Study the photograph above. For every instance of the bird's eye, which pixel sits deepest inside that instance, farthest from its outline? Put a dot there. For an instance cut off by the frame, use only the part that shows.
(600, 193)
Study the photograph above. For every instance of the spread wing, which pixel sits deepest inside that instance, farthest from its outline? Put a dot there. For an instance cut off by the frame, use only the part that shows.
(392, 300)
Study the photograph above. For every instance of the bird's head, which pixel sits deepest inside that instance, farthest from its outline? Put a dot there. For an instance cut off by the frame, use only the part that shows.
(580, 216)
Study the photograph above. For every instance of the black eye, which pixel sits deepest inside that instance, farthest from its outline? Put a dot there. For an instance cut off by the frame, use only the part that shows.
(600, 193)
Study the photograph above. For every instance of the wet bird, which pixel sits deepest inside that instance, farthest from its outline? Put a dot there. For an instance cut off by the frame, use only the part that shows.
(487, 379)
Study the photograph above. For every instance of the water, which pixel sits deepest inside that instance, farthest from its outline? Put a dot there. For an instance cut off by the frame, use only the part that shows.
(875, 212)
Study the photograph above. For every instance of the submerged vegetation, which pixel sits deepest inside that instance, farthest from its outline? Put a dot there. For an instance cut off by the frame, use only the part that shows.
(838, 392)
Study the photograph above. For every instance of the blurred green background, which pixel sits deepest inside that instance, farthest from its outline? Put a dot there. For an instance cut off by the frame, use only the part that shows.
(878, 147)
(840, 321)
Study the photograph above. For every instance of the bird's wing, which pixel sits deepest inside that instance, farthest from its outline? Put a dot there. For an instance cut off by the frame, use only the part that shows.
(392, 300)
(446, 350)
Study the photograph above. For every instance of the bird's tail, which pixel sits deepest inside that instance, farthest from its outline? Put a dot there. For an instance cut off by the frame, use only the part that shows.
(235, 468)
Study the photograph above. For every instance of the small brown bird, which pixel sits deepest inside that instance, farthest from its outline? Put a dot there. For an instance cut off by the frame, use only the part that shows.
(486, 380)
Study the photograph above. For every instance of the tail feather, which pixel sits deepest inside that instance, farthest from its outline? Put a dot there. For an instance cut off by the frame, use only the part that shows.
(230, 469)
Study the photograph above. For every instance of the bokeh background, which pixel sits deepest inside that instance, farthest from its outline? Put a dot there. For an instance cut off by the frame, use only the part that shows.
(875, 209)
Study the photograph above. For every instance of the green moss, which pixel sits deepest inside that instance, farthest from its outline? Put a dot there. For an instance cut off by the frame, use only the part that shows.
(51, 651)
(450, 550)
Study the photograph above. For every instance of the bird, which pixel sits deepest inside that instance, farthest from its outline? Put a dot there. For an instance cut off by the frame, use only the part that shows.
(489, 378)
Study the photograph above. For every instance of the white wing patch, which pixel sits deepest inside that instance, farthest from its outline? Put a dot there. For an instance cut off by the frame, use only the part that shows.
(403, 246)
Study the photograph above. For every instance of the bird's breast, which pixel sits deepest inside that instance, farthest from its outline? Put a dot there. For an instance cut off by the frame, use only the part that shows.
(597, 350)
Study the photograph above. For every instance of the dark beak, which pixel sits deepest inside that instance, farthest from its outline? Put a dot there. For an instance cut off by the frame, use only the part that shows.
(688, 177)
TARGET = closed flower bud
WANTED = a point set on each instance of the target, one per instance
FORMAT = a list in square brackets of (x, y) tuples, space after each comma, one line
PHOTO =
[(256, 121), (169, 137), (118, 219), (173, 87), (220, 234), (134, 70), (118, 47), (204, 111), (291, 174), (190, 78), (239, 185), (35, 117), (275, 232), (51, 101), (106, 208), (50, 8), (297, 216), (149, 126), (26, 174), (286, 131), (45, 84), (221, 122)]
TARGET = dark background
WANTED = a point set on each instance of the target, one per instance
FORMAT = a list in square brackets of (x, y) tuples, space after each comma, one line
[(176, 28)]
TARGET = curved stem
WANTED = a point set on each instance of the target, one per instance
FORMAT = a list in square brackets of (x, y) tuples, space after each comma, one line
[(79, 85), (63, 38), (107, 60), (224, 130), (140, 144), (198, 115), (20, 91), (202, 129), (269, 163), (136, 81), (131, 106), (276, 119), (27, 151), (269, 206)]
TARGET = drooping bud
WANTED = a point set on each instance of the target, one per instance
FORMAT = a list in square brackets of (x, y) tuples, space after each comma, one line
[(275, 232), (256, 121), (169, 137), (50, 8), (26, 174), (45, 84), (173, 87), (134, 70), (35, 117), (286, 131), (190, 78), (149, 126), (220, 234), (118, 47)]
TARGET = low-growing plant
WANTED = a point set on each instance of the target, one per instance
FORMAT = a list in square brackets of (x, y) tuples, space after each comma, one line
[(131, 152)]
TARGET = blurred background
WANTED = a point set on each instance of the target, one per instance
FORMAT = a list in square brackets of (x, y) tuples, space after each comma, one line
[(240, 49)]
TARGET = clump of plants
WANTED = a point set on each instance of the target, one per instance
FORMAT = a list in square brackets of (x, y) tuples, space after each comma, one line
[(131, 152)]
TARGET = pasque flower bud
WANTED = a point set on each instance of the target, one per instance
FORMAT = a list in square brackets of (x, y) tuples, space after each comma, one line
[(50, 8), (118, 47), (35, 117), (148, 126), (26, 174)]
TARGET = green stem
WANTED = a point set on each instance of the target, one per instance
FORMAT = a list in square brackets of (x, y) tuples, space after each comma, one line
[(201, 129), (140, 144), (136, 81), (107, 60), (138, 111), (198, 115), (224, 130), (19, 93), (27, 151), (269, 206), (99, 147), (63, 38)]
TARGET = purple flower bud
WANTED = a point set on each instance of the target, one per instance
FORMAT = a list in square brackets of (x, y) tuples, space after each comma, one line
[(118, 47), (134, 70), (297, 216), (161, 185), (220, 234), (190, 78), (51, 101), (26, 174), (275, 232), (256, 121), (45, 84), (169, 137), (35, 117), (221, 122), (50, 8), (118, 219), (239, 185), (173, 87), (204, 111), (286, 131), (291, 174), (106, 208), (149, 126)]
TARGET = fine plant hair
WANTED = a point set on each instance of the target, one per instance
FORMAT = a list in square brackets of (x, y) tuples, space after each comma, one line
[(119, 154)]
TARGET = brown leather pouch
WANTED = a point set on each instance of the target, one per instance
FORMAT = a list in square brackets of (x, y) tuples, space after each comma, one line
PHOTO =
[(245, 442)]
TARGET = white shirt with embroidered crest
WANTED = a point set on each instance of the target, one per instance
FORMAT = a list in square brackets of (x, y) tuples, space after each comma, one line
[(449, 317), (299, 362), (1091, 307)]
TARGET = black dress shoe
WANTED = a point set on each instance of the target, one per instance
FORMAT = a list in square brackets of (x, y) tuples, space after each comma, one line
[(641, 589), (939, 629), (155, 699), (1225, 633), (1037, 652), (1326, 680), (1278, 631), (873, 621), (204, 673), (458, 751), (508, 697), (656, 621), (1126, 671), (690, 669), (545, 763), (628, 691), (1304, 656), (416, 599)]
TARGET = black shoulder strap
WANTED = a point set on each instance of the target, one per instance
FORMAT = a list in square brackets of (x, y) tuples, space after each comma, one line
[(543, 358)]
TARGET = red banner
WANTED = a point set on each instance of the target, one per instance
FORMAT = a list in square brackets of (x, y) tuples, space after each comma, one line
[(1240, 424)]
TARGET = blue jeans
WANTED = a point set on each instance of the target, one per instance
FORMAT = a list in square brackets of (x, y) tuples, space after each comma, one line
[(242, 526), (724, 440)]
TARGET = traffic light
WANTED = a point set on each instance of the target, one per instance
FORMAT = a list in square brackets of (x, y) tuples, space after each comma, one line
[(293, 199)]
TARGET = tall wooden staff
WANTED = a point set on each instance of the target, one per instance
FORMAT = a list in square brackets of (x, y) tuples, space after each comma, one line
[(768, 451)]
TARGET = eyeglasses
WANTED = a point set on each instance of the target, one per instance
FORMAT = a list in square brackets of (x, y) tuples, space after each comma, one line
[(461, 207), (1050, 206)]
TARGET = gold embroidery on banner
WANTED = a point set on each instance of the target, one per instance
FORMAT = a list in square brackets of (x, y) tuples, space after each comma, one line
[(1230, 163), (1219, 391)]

§ Directions: The answer should be only the number of lines in the data that include "stem".

§ Response: 2